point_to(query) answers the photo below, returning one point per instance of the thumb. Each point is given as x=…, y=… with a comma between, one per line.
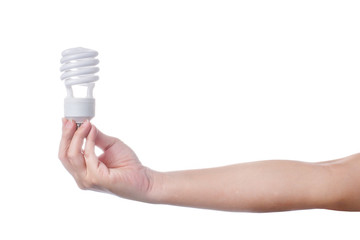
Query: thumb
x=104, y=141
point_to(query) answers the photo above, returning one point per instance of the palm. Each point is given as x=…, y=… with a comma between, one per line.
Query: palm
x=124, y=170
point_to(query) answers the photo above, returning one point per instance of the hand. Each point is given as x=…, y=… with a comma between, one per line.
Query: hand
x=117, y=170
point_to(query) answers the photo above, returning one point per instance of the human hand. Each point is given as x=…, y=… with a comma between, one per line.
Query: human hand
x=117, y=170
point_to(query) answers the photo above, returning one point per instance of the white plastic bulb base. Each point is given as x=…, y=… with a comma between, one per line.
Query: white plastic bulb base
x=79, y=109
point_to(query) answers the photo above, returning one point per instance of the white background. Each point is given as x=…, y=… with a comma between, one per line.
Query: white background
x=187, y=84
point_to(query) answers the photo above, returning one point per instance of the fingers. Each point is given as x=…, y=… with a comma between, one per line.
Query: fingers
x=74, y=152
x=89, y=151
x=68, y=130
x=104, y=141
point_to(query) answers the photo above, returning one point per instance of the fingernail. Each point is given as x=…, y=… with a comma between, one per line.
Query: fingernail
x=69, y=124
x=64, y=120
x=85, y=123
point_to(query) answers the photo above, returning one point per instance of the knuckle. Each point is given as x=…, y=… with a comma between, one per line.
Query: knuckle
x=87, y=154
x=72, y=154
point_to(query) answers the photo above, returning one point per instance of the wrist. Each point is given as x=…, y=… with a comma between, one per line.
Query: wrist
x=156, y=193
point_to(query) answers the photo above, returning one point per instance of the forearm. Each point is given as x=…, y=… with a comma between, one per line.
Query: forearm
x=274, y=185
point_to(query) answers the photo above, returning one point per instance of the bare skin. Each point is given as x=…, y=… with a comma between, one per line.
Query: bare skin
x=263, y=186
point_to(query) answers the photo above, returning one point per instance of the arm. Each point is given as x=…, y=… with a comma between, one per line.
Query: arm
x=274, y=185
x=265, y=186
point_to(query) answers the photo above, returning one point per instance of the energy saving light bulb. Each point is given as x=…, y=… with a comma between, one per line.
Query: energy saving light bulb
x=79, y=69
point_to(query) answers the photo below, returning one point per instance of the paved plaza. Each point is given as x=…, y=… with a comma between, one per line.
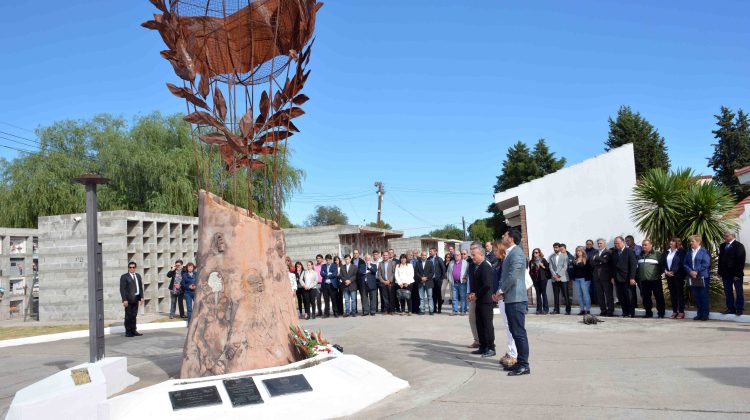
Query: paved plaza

...

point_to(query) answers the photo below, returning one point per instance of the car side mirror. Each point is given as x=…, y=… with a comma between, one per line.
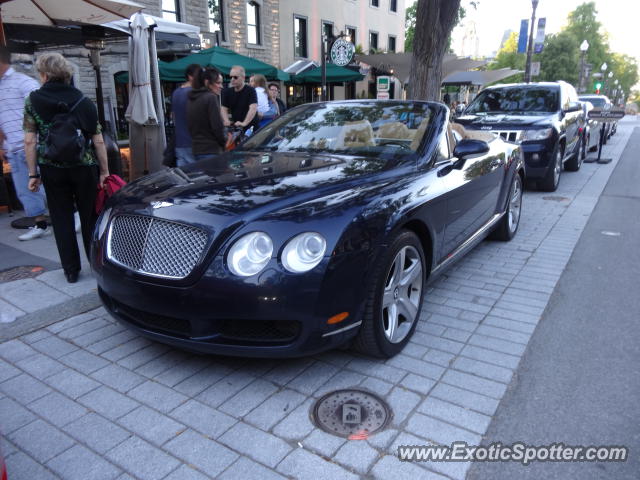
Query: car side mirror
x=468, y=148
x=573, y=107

* Exercise description: Report each line of the material that contains the word "side", reproducing every such line in full. Matching is case-sensitive.

* Full output:
point_to(query) answers the photo below, returning one point per instance of the car side mirror. Each point is given as x=…, y=… with a comma between, one per line.
Query: car side mirror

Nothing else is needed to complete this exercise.